Goal 1: Reproduce the part of the post on git in the corporate environment from "I've come across" to "is not centralized.".
Goal 2: Pull out every line of the listing that contains the string "stripe", matching case exactly.

Given passage:
Start

Monday, December 19, 2011

Git advantages in the corporate environment

I've come across a couple of  blogs and message board posts (some of them admittedly dated) lately which insist git is not usable in a corporate environment because:


• git is not centralized.

Corporate environments MUST HAVE a centralized solution for backup purposes

• git does not have canonical revision numbers.

Corporate environments must have canonical version numbers.

 

The Backup Issue


The first point is of course, invalid.  Git can be used in a centralized manner, making all the backup monkeys happy.  Used in this manner, it's not different from subversion in that the repository exists on a server and it can be backed up.


However, that ignores a far bigger point. What if your IT department isn't quite as awesome as they think they are?  What if you were told about the crack sysadmin team, only to learn the system admin is low-rate overseas hourly worker?  What if he didn't quite get that backup job done before the bus came?  What if he hasn't checked if the script he wrote 4 months ago is still working?


One night your server stops responding, and after opening a case with IT, you learn to your horror that they're unable to restore the backup.


Not to worry, right?  Every developer on the team has a copy of your subversion repository, right?  Wrong.  They have a single checkout of repository.  One version.  Need to revert to a previous version? Can't do it.  Need to look at the changes involved in a particular bug fix?  Not happening.  Need to review the commit messages for a particular commit? Sorry, the entire log is gone.


This differs markedly from the git world.  In the git world, should your centralized repository be lost, every single developer has a copy of the entire repository.  It is possible that if a developer hasn't updated between the time another developer pushed some commits and the central repository was lost, he might be a couple commits behind.  This is true in the subversion world too.  If developers hadn't updated before the repository was lost, only the last person who checked in will have the last few commits.

End

Material supplied:
Start

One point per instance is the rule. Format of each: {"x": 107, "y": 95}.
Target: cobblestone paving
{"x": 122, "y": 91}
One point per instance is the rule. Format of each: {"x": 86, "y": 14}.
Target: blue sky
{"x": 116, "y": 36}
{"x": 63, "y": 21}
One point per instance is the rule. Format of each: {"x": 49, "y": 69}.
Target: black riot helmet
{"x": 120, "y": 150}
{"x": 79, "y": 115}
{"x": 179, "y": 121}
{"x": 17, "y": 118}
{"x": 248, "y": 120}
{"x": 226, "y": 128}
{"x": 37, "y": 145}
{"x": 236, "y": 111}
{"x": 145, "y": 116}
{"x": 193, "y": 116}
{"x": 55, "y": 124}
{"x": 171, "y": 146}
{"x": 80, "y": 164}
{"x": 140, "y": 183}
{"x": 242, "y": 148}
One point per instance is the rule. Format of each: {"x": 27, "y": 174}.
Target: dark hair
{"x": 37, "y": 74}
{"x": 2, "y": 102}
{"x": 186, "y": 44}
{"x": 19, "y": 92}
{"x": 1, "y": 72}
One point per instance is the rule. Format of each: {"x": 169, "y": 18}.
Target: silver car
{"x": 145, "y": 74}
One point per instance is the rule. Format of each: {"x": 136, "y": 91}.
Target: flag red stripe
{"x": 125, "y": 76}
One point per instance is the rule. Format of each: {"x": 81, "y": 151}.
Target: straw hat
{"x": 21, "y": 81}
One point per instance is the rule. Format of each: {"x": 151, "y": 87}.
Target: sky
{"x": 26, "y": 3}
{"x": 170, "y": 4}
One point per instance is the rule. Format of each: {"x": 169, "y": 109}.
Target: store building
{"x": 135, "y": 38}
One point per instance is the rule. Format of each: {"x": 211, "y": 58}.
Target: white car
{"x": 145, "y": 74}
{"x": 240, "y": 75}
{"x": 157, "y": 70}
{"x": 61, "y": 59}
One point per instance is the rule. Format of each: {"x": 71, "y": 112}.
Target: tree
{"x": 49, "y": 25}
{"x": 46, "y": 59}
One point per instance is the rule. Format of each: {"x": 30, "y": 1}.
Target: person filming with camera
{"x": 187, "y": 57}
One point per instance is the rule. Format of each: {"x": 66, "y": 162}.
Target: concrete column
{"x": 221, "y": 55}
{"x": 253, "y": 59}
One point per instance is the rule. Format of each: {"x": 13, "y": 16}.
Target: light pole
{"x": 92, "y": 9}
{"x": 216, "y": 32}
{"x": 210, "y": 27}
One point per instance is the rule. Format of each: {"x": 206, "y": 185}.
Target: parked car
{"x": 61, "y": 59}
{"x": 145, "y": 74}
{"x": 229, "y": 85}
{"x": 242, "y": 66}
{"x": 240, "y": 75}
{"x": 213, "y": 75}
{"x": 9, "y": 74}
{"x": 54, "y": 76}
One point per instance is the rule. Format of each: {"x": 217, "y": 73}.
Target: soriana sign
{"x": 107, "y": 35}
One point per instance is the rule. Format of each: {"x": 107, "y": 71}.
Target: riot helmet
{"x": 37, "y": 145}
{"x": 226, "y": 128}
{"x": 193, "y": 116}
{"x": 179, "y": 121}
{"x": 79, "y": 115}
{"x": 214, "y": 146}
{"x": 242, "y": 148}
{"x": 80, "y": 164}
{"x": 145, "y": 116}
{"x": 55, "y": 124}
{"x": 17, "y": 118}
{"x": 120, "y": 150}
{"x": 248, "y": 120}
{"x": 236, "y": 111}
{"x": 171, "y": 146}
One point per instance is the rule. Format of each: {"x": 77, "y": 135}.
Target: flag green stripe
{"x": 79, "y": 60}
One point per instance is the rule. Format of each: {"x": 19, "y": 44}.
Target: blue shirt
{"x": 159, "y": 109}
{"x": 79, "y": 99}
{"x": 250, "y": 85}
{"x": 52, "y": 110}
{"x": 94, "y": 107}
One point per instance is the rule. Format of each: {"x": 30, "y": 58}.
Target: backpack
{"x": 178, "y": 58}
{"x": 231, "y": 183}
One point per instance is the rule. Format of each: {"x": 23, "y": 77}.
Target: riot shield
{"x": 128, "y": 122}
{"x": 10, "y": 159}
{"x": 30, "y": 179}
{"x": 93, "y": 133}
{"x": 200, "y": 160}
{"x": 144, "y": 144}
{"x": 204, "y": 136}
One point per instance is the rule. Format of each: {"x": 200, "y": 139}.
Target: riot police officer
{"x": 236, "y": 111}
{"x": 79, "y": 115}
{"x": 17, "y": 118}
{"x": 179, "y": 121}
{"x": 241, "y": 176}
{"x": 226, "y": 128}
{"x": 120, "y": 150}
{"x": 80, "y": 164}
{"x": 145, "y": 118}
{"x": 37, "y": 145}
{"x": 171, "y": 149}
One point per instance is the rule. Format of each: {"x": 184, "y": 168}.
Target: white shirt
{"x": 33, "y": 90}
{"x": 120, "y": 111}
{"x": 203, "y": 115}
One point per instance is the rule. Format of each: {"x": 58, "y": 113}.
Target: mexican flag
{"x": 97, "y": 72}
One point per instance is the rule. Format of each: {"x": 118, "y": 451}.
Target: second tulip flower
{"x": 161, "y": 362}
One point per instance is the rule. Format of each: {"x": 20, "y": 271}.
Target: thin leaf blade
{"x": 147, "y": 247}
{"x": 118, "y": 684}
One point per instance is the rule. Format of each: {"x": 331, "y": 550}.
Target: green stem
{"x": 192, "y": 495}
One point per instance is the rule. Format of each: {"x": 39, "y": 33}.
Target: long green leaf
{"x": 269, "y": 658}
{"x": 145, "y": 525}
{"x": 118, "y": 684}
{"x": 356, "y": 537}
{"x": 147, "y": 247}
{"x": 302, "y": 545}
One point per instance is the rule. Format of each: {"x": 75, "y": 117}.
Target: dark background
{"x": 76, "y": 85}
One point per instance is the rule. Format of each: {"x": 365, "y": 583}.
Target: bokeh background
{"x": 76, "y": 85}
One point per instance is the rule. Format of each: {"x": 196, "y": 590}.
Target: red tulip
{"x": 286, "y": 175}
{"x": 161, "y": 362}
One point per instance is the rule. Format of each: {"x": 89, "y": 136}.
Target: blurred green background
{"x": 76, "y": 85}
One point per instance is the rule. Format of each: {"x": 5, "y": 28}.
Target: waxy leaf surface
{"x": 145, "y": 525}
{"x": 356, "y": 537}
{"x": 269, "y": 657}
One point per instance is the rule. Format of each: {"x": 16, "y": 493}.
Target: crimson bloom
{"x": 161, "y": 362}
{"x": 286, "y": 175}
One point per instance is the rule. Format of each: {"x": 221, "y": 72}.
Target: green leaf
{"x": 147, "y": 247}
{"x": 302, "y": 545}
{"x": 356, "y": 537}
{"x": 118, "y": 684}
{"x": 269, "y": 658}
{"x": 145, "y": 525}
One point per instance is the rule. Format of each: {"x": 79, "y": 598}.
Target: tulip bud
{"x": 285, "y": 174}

End

Exercise answer 1:
I've come across a couple of  blogs and message board posts (some of them admittedly dated) lately which insist git is not usable in a corporate environment because:


• git is not centralized.

Exercise answer 2:
Target: flag red stripe
Target: flag green stripe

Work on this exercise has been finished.